### Reading passage ###

Church in Moscow, Russia

The Church of the Protection of the Holy Virgin on Ostozhenka (Храм Покрова Пресвятой Богородицы на Остоженке) is church of the Moscow diocese of the Russian Orthodox Old-Rite Church located in Moscow (building 1, house 4, Turchaninov Lane). It was constructed in 1907–08 to a design by Vladimir Adamovich and Vladimir Mayat. In 1932 it was closed as a place of worship, and in 1992 was returned to the Ostozhenka Old Belief community. The building has the status of an object of cultural heritage of regional value.

== History ==
At the beginning of the 20th century, the site in the 3rd Ushakovsk (nowadays Turchaninovy) Lane belonged to the Moscow Old Believers merchant Pavel Pavlovich Ryabushinsky. The church was built on this site, with initial laying on August 12, 1907. On August 17, 1908, the raising of crosses on chapters raising eight bells on the bell tower took place. Solemn consecration of the temple was on Sunday, October 12, 1908. On November 8, 1910 a chapel was consecrated in the name of Saint Nicholas.

###

Aim of the exercise: Please copy out the section of the church passage that begins with "Church in Moscow, Russia" and ends with "of regional value.", and replace "worship" with "prayer".

### Source data ###

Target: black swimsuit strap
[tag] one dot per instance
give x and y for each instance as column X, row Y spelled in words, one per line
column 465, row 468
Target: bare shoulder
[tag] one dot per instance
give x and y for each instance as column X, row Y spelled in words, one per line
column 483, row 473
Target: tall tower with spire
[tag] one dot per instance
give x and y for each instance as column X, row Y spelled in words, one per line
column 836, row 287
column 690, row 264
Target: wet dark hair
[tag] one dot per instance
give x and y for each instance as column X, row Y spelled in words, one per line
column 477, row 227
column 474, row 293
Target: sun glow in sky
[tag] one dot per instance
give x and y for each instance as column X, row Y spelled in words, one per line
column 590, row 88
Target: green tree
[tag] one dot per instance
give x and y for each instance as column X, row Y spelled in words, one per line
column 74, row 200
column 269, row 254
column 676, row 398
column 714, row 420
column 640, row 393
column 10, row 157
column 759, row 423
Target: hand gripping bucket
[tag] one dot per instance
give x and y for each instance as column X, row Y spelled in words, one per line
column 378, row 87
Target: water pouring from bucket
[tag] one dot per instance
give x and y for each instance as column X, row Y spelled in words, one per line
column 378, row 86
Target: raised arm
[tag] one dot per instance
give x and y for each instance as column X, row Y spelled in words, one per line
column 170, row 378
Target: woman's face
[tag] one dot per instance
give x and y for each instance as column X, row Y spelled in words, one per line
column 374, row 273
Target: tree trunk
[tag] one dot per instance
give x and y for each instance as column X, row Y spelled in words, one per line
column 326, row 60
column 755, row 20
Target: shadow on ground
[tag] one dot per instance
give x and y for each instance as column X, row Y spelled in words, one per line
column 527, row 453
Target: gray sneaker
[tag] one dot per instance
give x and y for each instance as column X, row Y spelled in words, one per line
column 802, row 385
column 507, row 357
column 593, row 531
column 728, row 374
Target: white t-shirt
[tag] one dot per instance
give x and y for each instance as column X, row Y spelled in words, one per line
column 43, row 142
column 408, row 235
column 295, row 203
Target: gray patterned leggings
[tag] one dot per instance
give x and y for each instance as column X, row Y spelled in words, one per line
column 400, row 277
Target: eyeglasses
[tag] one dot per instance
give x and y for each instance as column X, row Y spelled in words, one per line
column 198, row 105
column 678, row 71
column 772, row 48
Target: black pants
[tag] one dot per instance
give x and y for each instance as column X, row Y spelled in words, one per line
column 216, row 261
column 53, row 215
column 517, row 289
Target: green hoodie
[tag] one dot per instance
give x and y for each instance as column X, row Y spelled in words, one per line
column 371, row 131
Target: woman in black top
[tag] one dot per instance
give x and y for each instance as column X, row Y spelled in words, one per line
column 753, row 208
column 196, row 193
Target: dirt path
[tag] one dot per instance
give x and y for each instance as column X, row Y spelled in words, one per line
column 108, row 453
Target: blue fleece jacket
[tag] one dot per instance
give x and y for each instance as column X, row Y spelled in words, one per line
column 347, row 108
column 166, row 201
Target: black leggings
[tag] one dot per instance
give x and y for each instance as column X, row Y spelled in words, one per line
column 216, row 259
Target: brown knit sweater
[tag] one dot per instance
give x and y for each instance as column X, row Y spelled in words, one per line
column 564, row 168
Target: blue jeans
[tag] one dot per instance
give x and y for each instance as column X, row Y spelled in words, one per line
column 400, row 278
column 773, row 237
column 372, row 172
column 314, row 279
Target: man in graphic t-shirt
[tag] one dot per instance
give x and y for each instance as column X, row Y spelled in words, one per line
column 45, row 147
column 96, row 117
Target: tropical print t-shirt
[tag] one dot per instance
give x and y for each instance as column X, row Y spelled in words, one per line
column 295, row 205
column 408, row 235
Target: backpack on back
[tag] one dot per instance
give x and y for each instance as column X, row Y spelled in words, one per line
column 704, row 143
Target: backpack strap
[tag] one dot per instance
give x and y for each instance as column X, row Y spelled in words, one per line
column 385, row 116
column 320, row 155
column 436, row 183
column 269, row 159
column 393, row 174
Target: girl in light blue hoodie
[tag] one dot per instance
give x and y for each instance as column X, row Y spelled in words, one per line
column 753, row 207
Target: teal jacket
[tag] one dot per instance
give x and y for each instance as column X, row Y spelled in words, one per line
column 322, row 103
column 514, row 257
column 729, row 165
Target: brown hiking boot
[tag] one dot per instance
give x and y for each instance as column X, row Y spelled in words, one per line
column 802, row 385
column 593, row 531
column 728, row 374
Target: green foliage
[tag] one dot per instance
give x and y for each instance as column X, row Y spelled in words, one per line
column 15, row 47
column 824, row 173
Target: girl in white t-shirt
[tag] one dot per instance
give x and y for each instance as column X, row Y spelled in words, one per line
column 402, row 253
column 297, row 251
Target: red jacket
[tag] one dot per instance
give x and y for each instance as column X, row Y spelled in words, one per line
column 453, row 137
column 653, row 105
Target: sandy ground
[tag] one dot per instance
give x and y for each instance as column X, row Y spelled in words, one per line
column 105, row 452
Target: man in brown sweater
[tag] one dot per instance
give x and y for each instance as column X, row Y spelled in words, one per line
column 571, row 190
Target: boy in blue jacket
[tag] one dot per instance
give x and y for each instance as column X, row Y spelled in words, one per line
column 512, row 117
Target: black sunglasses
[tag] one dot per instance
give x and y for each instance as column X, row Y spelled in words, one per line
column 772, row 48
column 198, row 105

###

Task output:
Church in Moscow, Russia

The Church of the Protection of the Holy Virgin on Ostozhenka (Храм Покрова Пресвятой Богородицы на Остоженке) is church of the Moscow diocese of the Russian Orthodox Old-Rite Church located in Moscow (building 1, house 4, Turchaninov Lane). It was constructed in 1907–08 to a design by Vladimir Adamovich and Vladimir Mayat. In 1932 it was closed as a place of prayer, and in 1992 was returned to the Ostozhenka Old Belief community. The building has the status of an object of cultural heritage of regional value.